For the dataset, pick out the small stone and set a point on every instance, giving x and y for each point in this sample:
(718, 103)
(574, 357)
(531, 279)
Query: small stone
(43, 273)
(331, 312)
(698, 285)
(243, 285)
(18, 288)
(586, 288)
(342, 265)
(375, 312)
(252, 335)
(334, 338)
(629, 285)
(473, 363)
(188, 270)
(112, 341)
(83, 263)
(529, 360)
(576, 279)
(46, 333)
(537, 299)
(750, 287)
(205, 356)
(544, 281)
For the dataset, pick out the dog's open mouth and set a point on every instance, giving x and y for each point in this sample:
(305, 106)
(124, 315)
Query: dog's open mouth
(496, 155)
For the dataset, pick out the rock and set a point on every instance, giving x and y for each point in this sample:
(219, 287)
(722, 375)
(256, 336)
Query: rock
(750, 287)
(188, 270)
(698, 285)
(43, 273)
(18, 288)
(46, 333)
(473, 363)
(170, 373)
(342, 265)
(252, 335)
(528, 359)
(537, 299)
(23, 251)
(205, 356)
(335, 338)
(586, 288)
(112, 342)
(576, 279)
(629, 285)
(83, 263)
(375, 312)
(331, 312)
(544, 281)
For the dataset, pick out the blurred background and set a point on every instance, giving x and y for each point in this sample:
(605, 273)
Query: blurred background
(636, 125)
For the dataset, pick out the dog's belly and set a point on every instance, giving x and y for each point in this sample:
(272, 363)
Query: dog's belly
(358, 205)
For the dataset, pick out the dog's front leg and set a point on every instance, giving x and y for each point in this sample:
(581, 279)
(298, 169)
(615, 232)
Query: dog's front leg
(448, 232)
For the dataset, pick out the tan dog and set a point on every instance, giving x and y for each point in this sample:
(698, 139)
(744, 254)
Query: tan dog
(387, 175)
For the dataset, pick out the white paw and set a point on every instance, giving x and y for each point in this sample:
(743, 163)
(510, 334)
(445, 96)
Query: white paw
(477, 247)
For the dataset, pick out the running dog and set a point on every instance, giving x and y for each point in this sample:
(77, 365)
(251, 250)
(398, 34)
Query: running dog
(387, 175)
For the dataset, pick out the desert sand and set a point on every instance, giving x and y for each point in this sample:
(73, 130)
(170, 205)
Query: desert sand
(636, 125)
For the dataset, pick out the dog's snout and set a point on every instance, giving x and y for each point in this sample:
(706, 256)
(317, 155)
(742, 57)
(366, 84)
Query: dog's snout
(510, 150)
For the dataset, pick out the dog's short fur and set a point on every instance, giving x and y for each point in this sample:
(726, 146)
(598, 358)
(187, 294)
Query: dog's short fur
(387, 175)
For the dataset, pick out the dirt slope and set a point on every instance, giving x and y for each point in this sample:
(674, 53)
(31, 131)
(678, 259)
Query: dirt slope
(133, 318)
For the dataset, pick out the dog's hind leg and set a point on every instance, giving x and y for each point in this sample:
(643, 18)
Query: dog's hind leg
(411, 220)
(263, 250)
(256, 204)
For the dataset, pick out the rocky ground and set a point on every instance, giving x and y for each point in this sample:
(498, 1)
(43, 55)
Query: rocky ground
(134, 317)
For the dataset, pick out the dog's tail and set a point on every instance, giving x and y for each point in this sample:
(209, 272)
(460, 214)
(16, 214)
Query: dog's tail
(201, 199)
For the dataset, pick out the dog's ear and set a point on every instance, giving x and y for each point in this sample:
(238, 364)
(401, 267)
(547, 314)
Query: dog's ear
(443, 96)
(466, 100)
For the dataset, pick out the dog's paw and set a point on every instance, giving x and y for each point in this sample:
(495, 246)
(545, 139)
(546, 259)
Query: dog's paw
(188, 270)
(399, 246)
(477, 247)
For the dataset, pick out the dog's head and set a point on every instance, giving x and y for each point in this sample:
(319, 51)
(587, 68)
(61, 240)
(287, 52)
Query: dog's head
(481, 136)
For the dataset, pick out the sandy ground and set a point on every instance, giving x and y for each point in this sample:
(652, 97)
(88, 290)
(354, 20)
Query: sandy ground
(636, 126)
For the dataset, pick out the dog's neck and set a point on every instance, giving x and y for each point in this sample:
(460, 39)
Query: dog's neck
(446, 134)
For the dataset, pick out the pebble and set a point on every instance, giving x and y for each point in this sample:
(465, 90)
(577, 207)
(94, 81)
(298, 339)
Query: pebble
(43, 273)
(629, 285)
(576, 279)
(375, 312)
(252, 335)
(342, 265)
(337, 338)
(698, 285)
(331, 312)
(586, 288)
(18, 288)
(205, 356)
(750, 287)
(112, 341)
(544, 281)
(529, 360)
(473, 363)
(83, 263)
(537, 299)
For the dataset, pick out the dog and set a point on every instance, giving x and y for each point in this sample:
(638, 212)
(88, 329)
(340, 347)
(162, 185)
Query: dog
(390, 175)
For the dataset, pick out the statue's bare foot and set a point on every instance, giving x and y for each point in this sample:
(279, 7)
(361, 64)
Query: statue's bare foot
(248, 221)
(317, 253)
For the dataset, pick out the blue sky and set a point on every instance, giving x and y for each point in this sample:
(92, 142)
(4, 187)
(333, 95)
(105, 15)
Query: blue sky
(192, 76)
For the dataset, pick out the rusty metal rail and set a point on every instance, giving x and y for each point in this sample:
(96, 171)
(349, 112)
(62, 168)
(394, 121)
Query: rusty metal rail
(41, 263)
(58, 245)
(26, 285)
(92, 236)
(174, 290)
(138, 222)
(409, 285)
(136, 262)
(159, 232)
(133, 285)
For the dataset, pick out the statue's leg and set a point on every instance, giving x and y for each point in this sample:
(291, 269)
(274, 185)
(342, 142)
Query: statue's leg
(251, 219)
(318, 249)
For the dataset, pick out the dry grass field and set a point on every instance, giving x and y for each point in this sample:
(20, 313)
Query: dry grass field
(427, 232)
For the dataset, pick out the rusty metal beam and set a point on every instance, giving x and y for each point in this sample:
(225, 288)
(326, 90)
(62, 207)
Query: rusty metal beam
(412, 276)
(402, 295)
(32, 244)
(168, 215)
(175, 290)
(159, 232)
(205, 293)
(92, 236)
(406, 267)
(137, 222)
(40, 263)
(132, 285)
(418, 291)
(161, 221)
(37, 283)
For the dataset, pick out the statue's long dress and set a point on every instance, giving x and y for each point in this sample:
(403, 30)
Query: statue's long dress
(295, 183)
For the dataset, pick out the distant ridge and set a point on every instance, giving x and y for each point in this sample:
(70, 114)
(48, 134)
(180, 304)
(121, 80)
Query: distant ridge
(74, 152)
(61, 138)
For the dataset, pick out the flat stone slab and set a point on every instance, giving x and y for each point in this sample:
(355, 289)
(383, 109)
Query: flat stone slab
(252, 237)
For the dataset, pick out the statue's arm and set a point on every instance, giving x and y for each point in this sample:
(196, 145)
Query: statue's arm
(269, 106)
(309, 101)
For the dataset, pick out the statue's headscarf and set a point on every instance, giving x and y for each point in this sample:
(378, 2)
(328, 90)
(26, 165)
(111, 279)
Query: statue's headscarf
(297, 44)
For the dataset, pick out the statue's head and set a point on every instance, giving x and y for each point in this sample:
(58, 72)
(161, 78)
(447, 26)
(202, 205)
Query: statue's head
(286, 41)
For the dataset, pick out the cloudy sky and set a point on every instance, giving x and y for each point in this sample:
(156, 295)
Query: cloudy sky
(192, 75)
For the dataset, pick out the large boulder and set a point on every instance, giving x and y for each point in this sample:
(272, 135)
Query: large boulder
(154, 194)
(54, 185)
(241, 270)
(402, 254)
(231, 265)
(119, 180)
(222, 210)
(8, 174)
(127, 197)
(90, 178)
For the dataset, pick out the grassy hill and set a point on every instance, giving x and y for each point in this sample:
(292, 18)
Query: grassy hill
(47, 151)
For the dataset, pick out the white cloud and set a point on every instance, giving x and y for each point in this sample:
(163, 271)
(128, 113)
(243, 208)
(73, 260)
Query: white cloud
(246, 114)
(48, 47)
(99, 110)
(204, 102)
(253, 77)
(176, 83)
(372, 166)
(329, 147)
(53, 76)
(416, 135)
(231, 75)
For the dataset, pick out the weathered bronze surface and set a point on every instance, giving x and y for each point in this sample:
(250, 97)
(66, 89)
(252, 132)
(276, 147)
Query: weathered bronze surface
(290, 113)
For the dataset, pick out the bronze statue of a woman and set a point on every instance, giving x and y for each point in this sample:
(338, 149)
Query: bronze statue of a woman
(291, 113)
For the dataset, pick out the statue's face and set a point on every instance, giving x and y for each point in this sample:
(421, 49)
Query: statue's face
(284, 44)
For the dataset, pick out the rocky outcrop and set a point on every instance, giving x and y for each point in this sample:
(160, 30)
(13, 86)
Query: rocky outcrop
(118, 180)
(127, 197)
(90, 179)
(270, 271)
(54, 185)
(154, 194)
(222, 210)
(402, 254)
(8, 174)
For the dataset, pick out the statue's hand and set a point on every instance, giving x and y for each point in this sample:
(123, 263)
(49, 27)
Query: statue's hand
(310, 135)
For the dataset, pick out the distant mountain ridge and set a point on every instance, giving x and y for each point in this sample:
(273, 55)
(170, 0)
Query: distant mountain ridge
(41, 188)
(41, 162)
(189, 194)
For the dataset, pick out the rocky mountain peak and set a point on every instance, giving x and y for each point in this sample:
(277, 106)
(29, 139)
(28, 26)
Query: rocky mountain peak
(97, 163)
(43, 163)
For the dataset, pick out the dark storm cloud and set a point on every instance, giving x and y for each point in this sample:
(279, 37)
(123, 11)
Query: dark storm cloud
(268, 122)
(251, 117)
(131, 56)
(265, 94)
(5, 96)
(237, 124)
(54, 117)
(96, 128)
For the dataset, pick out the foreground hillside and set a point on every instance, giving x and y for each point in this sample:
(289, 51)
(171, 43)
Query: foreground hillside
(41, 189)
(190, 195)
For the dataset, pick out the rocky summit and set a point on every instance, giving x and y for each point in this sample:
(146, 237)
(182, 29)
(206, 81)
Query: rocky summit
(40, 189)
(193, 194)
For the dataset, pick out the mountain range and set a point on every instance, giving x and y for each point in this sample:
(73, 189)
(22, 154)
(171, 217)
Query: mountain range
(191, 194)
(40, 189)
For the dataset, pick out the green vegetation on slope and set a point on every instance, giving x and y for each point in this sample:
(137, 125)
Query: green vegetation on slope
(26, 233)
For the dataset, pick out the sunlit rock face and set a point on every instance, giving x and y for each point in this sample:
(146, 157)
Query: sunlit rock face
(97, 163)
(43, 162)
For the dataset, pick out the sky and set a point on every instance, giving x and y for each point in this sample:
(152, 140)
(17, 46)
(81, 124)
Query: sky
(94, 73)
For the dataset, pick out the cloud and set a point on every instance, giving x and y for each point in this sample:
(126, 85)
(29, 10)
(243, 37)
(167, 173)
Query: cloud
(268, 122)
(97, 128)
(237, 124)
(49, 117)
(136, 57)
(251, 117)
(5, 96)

****************************************

Task -> Arrange the lines of the data above, starting with the line containing "For the dataset, pick out the cloud and" and continuing through the last line, as a JSON list of strings with one string per line and no blank lines.

Task answer ->
[
  "For the dataset, pick out the cloud and set a point on every instance, giving x and y for each point in this sample:",
  "(126, 85)",
  "(29, 10)",
  "(243, 37)",
  "(167, 173)",
  "Query: cloud",
  "(268, 122)",
  "(97, 128)",
  "(237, 124)",
  "(49, 117)",
  "(136, 57)",
  "(251, 117)",
  "(5, 96)"
]